--- Fragmento seleccionado ---

A mí lo que me van son las comedias negras. Lo azul oscuro casi negro, que decían en la película. Cada vez que me topo con una comedia donde triunfa el buen rollito, me entra como una incredulidad, como un nerviosismo tonto  en el culo, que ya no reposa, y ya no encuentra su acomodo en el sofá. Y aunque sé que transito por los territorios de la ficción -y que podría, al menos, abandonarme a una versión mejorada de la humanidad- algo en mí se rebela, se revuelve contra el flower-power de los roussonianos, y contra el discurso tonto de la New Age. Cuando me veo así atrapado, tardo un minuto en cancelar la programación para rebuscar en mi videoteca una comedia que me haga reír, y no me lleve la contraria. Una comedia ejemplar, y de vidas ejemplares, donde todo el mundo sea malvado y vaya a lo suyo. Donde nadie escuche a nadie, y todo sea como una gran sopa donde flotan los estúpidos y las egoístas, las tunantas y los gilipollas... La vida misma que transcurre tras el ventanal.

--- Material proporcionado ---

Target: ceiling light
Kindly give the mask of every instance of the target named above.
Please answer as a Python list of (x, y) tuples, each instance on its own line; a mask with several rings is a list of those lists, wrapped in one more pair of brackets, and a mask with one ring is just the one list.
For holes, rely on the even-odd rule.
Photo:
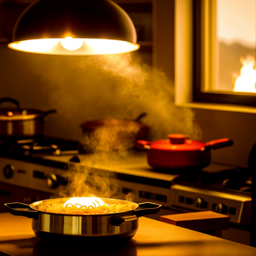
[(139, 49), (129, 15), (110, 0), (40, 0), (19, 18), (9, 47), (20, 51), (90, 55)]

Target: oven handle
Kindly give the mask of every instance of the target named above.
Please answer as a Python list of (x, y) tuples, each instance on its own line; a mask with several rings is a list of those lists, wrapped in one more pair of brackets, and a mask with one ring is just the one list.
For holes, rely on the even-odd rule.
[(15, 202), (4, 204), (4, 207), (13, 215), (24, 216), (34, 219), (38, 218), (38, 212), (32, 210), (29, 205)]
[(162, 207), (161, 205), (150, 202), (140, 203), (138, 206), (137, 209), (131, 212), (134, 215), (127, 216), (124, 214), (111, 217), (111, 224), (119, 226), (123, 222), (136, 220), (144, 215), (157, 213)]

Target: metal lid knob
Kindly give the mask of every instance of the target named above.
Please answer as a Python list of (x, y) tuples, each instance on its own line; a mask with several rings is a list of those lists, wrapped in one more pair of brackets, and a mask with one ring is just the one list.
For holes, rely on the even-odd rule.
[(172, 144), (183, 144), (187, 137), (183, 134), (169, 134), (168, 137)]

---

Instrucciones:
a. En el fragmento sobre las comedias negras, ¿qué hace quien escribe cuando se ve atrapado frente a una comedia de buen rollito?
b. Retoma el fragmento sobre las comedias negras y continúalo a partir de su última frase.

Respuestas:
a. Tarda un minuto en cancelar la programación y busca en su videoteca una comedia que le haga reír y no le lleve la contraria.

b.
Ted Lasso es la antítesis de mi ideal; la comedia amable que tenía prohibida por mi médico. En Ted Lasso to er mundo e güeno. Incluso los imbéciles -y las resentidas, y los avariciosos, y los chulos de mierda-son buenos, o tienen su corazoncito dispuesto a rectificar. La serie la  protagoniza este tipo insufrible llamado Ted Lasso, que es una especie de Ned Flanders que ha venido al Richmond C.F. a salvar al equipo del descenso, y a salvar a sus integrantes del abatimiento. Ted Lasso es un iluminado que siempre tiene la palabra exacta, la parábola necesaria, el ejemplo que venía al pelo para levantar la moral de la tropa. El tipo sabe de amor, de desamor, de derrotas, de victorias pírricas, de felicidades incompletas y de sueños por alcanzar. Tiene la paciencia de un monje budista, y la sabiduría de un filósofo griego. Es medio tonto y medio japonés...

Pero no sé por qué -será la alergia primaveral, o el bajón emocional, o a vacuna de AstraZeneca -Ted Lasso me ha liado con sus payasadas, y con sus haikus de galletitas de la suerte. He llegado al episodio final en un visto y no visto, incrédulo y emocionado a partes iguales. La vida no es así. La gente no es así. Las comedias decentes, incluso, no son así. Y Ted Lasso, aunque meritoria, es una comedia indecente y manipuladora... Pero estos días -en lo laboral, y en lo filosófico- estoy de vacaciones.